▶ **TEXT SEGMENT**
= = = = =

There are two main membrane filtration modes which can use either microfiltration or ultrafiltration membranes: 1) Direct Flow Filtration (DFF), also known as ”dead-end” filtration, applies the feed stream perpendicular to the membrane face and attempts to pass 100% of the fluid through the membrane, and 2) Tangential Flow Filtration (TFF), also known as crossflow filtration, where the feed stream passes parallel to the membrane face as one portion passes through the membrane (permeate) while the remainder (retentate) is recirculated back to the feed reservoir.
An analogy for understanding the theory behind TFF can be seen in trying to separate sand from pebbles using a sifting screen. The holes in the screen represent the pores in the membrane while the sand and pebbles represent the molecules to be separated. In DFF, the sand and pebble mixture is forced toward the holes in the screen. The smaller sand grains fall through the pores in the screen, but the larger pebbles form a layer on the surface of the screen. This prevents sand grains at the top of the mixture from moving to and through the holes (Figure 1A). With DFF, increasing the pressure simply compresses the mixture without increasing the separation. In contrast, operating in a TFF mode prevents the formation of a restrictive layer by re-circulating the mixture. The process acts like a shaking sifter to remove the pebbles that block the holes in the screen, allowing the sand grains at the top of the mixture to fall toward and through the holes in the screen (Figure 1B).
Figure 1Separation of Sand and Pebbles Using a Sifting Screen
(A) Applying direct pressure to the mixture allows the sand grains at the bottom to fall through. A layer of pebbles builds up at the screen surface preventing sand grains at the top from moving to and through the screen.

= = = = =

▶ **DATA SECTION**
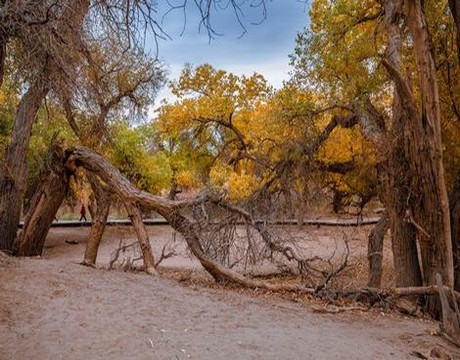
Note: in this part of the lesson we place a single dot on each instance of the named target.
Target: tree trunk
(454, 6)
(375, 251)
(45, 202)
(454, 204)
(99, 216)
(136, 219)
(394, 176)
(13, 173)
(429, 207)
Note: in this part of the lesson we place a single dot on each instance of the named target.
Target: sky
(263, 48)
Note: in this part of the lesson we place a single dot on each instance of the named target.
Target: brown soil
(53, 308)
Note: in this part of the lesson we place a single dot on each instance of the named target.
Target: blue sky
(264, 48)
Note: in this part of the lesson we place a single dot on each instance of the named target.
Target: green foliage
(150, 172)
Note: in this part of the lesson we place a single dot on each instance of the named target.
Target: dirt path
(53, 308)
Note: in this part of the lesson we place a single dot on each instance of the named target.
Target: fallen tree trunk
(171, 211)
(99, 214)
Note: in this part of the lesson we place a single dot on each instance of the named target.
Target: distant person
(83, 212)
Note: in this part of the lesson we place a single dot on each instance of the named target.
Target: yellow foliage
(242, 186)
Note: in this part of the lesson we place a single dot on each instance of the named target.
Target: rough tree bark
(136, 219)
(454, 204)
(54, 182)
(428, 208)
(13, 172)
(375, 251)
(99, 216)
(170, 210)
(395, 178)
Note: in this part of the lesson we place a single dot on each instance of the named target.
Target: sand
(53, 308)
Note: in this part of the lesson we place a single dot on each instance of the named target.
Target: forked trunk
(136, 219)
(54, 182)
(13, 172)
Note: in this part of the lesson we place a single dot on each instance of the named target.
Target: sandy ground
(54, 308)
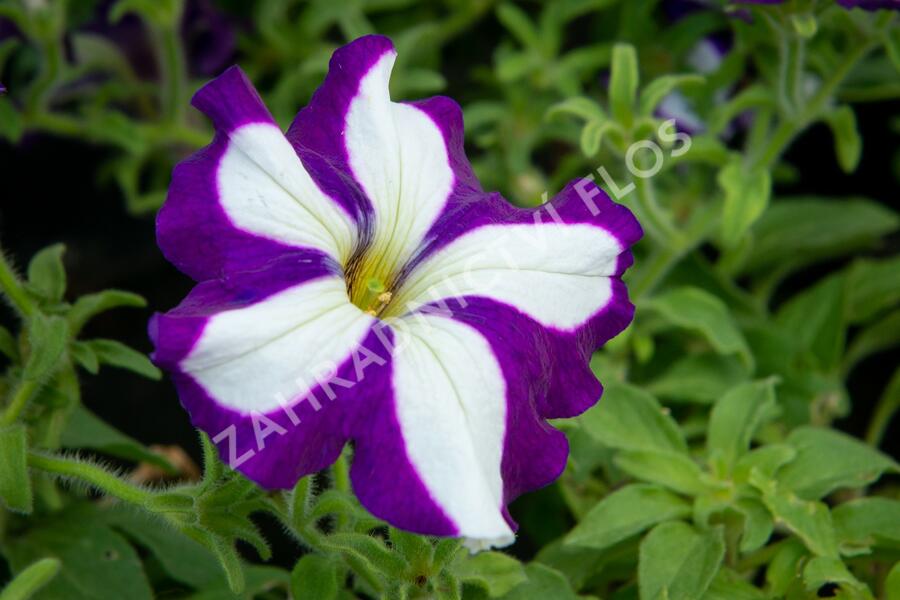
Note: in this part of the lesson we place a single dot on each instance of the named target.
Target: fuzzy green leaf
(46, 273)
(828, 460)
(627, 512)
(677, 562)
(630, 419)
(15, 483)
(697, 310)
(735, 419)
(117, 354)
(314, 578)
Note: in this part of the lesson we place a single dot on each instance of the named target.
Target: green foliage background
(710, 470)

= = = = =

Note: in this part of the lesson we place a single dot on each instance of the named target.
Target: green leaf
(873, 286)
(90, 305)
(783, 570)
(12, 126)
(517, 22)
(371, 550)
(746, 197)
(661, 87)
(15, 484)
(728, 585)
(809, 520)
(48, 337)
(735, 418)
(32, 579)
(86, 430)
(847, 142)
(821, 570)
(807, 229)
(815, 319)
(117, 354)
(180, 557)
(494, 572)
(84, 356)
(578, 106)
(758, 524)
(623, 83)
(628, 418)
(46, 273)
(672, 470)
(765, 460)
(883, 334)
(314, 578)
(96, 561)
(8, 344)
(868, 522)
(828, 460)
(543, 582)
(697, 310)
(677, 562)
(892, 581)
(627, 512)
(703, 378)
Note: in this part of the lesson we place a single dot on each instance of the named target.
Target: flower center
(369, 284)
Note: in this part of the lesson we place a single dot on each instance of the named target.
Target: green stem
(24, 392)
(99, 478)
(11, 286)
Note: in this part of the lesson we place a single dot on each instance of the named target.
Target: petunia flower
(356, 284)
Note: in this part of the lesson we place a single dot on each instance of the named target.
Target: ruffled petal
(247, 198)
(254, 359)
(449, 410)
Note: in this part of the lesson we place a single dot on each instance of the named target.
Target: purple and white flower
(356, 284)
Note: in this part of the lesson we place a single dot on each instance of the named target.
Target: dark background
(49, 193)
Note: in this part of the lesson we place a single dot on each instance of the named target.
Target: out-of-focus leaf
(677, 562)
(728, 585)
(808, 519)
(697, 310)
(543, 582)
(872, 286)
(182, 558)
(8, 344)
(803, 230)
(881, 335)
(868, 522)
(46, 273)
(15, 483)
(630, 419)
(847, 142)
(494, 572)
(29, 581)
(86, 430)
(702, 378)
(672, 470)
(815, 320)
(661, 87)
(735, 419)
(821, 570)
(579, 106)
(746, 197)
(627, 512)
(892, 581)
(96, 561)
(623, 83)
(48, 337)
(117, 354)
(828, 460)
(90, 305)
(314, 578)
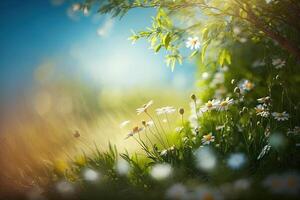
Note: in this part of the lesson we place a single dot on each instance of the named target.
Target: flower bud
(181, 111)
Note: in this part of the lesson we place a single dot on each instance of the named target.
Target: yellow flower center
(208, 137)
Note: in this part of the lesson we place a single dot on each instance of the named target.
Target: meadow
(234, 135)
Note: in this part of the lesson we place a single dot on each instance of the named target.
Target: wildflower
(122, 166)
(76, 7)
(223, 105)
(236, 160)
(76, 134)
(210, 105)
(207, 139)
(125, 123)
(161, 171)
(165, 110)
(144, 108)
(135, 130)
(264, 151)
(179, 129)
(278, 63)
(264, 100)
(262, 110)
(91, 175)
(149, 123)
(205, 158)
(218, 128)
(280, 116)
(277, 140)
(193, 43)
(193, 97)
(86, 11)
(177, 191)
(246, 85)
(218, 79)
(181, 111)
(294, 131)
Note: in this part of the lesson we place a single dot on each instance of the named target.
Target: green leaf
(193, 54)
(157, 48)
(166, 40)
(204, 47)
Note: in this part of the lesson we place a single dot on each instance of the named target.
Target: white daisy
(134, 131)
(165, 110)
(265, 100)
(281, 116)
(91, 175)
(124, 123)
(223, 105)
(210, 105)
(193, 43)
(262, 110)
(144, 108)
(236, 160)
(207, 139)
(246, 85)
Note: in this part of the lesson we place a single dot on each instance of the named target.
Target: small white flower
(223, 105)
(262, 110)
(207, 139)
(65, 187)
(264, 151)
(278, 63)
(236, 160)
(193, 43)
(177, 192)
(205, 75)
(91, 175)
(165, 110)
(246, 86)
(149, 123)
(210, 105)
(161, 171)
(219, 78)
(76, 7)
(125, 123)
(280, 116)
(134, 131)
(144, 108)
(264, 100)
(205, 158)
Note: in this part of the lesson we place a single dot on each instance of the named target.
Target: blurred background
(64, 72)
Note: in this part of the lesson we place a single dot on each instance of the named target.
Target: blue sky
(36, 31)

= = = = =

▶ **YOUR TASK**
Resume the passage on membrane filtration modes, picking up right after its final sentence. The material is unrelated to the passage on membrane filtration modes.

▶ **EXERCISE ANSWER**
(B) Shaking the screen breaks up the aggregated pebble layer at the bottom of the mixture and allows for complete fractionation. The crossflow dynamic of the feed stream in tangential flow filtration serves the same purpose as shaking in this example.
In solution, the same effect is encountered for DFF (Figure 2) and for TFF (Figure 3). The flow of sample solution across the membrane surface sweeps away aggregating molecules that form a membrane-clogging gel (gel polarization), allowing molecules smaller than the membrane pores to move toward and through the membrane. Thus, TFF can be faster and more efficient than DFF for size separation.
Figure 2Direct Flow Filtration Process
(A) The feed is directed into the membrane. Molecules larger than the pores accumulate at the membrane surface to form a gel, which fouls the surface, blocking the flow of liquid through the membrane.
(B) As the volume filtered increases, fouling increases and the flux rate decreases rapidly.
Figure 3Tangential Flow Filtration Process
(A) Sample solution flows through the feed channel and along (tangent to) the surface of the membrane as well as through the membrane. The crossflow prevents build up of molecules at the surface that can cause fouling.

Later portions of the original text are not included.